YOUR OBJECTIVE :: Swap "service" for "system" everywhere in the material below, and leave every other part of it unchanged.

Records contained in a dataset ::
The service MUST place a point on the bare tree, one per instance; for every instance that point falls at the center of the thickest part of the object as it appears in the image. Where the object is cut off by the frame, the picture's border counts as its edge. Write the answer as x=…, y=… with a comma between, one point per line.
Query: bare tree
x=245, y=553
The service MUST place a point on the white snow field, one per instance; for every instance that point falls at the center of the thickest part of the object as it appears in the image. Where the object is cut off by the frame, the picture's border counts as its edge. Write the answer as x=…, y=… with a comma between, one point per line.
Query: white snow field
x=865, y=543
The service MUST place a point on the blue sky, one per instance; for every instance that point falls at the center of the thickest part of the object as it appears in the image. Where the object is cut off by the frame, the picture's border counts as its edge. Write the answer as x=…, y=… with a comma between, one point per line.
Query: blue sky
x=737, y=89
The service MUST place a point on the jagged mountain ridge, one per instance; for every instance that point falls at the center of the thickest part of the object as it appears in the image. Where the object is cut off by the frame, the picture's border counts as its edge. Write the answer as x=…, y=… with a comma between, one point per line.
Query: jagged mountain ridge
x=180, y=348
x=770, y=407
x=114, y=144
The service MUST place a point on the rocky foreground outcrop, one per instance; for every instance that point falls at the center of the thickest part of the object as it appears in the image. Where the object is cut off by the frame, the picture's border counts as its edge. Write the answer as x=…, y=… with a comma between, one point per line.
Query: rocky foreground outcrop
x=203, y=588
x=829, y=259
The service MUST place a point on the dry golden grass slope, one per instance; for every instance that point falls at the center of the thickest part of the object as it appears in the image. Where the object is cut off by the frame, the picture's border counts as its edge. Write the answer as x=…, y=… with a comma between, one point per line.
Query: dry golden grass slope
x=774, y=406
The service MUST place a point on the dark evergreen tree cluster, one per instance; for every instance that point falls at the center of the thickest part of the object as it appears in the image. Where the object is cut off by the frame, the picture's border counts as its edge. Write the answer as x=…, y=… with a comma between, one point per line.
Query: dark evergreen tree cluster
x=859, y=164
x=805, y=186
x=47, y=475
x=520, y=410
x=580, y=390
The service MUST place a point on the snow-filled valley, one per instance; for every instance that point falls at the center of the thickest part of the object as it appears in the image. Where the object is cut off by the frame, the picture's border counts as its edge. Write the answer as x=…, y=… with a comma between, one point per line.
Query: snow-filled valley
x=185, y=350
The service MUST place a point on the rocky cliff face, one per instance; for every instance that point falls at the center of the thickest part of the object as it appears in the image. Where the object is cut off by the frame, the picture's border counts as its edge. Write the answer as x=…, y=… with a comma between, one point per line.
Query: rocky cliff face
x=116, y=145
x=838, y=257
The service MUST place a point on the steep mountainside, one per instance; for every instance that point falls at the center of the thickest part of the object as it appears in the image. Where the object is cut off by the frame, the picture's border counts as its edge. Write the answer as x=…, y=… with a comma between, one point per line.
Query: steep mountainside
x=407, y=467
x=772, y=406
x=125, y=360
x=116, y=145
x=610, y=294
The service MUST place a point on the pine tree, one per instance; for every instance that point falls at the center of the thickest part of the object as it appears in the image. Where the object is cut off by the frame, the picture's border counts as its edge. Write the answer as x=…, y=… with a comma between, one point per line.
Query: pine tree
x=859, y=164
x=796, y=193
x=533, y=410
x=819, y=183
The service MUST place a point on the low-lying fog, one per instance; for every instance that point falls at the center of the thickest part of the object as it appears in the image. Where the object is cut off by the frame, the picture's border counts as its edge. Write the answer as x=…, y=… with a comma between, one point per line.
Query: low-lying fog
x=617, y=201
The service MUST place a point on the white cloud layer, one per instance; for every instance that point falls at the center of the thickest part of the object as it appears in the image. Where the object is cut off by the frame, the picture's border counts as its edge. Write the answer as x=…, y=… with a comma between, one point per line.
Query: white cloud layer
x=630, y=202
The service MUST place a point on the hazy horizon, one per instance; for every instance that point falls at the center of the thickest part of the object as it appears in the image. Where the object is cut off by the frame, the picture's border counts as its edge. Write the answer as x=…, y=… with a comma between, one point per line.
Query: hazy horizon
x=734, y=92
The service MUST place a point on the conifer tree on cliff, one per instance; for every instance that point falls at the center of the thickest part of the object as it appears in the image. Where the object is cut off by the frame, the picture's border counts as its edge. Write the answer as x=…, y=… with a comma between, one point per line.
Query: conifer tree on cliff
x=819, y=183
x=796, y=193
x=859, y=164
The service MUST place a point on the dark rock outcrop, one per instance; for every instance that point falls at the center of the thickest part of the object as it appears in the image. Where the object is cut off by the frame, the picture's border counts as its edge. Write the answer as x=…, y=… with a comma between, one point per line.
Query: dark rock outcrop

PROBLEM SOLUTION ::
The system MUST place a point on the bare tree, one per instance; for every instance that point falls at the center of the thickest part of the object as it appears in the image. Where the object is cut off by the frame, the picture's border counts as its edge. Write the answer as x=…, y=… with a comma between, one point per line.
Query: bare tree
x=245, y=553
The system MUST place a point on the white snow field, one per instance; for every instance that point falls at the center of the thickest part of the object as it appears in the image. Where the object is cut off by the frame, the picture's border counts as its edge. Write the answer as x=…, y=… with a comma between, one point per line.
Query: white snow field
x=865, y=543
The system MUST place a point on the blue sky, one per instance; for every instance that point falls at the center of the thickest part of the object as it appears in the image. Where the object is cut off by the frame, the picture's border counts as its edge. Write the answer as x=…, y=… with a comma between, one point per line.
Query: blue sky
x=737, y=89
The system MUST place a point on the jagged mountain ridge, one per instance; for every instance that point falls at the center of the thickest part of the object as it appears in the image. Where the object is cut off by the frame, the picture's border counts as its edge. Write the answer as x=…, y=… with a comma between, one point per line.
Query: jagged mountain ridge
x=180, y=348
x=770, y=407
x=114, y=144
The system MUST place a point on the rocky foreground outcrop, one per instance; for every instance that point falls at the center of the thickest part of the object as it appears in the image. Where the object is cut off by the frame, the picture's border counts as its edge. Write the answer as x=…, y=… with a comma between, one point per line.
Query: rocky foreground outcrop
x=203, y=588
x=829, y=259
The system MUST place a point on the dry golden grass slope, one per instance; for every instance that point falls at the center of the thickest part of the object as it appears in the image. Where the object is cut off by the frame, the picture's border counts as its edge. Write the answer as x=…, y=… with a comma between, one point per line.
Query: dry golden grass slope
x=774, y=406
The system MUST place a point on the dark evergreen tree cluster, one per instance; for every instance that point falls at the center of the thickest part of the object as it appears in the image. Where the object is cut off by the frame, the picture's border counts as its edge. Write the answer as x=…, y=… with a comma between, one point per line.
Query: dark evergreen tree cluster
x=859, y=164
x=805, y=186
x=47, y=475
x=520, y=410
x=580, y=390
The system MUST place a point on the snow-filled valley, one per instance; for every instance that point falls at the center of the thickest part of the object as it appears in the image. Where the object is cut off by the frame, the picture's border counts as its edge. Write the answer as x=…, y=… with a comma between, one point per line.
Query: snow-filled valley
x=185, y=350
The system MUST place a point on the rocky cliff face, one per instance; for every instance that point falls at the center of the thickest part of the object as it appears in the image. Where the object is cut off by the frame, the picture's border counts as its edge. Write the answer as x=…, y=… with a comma between, one point per line.
Query: rocky cliff face
x=116, y=145
x=838, y=257
The system MUST place a point on the steep mountainside, one per instance; for every instance that point falls at the center of the thickest part of the object as it appears in the image. Where the object is cut off by the frame, the picture's border counts as its edge. Write the answer as x=…, y=… with a comma between, one point per line.
Query: steep mountainside
x=407, y=467
x=772, y=406
x=125, y=360
x=116, y=145
x=610, y=294
The system MUST place a point on the pine tree, one per instance; for every instance that point falls at the center of the thickest part of the object as it appears in the image. Where the object is cut off by the frame, the picture's border counts as its edge. Write the answer as x=…, y=… with a comma between, one point per line.
Query: pine tree
x=859, y=164
x=796, y=193
x=533, y=410
x=819, y=183
The system MUST place a point on the low-lying fog, one per instance; for every instance that point falls at the center of the thickest part of the object as it appears in the image. Where the object is cut off by the frame, the picture's border counts as its edge. Write the answer as x=…, y=… with a comma between, one point per line.
Query: low-lying fog
x=617, y=201
The system MUST place a point on the white cloud layer, one per instance; for every instance that point falls at the center of the thickest part of the object as it appears in the image. Where the object is cut off by the frame, the picture's border counts as its edge. Write the answer as x=…, y=… with a comma between, one point per line.
Query: white cloud layer
x=630, y=202
The system MUST place a point on the hazy horizon, one per instance; for every instance that point falls at the center of the thickest part of the object as it appears in the image. Where the object is cut off by the frame, the picture's border counts as its edge. Write the answer as x=…, y=… with a comma between, one point per line.
Query: hazy horizon
x=734, y=92
The system MUST place a point on the conifer tree on cliff, one per instance; for every instance that point falls at the center of the thickest part of the object as it appears in the image. Where the object is cut off by the frame, the picture's border counts as its edge. Write the answer as x=…, y=… with a comma between, one point per line.
Query: conifer tree on cliff
x=819, y=183
x=796, y=193
x=859, y=164
The system MUST place a point on the dark rock outcrop, one per instance; for every instance that point falls at the center of the thickest part of the object as it appears in the image. Where the object is cut off by the frame, the picture's border counts as its edge. Write the answer as x=…, y=… with a comma between, one point per line.
Query: dark rock outcrop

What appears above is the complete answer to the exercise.